[Coordinate annotation records]
[Begin]
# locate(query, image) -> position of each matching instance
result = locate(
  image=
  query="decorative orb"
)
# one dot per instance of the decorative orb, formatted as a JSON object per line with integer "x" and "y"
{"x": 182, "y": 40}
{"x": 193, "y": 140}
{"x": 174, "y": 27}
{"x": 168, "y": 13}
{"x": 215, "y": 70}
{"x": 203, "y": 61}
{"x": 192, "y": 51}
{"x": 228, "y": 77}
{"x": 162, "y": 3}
[End]
## Exercise task:
Return the listing above word for word.

## Result for this task:
# locate(query, image) -> position of each matching instance
result = locate(
  image=
  query="decorative orb"
)
# one dot per instance of the decorative orb, formatted as a JSON object per line with integer "x" and "y"
{"x": 182, "y": 40}
{"x": 193, "y": 140}
{"x": 174, "y": 27}
{"x": 168, "y": 13}
{"x": 215, "y": 70}
{"x": 203, "y": 61}
{"x": 192, "y": 51}
{"x": 228, "y": 77}
{"x": 162, "y": 3}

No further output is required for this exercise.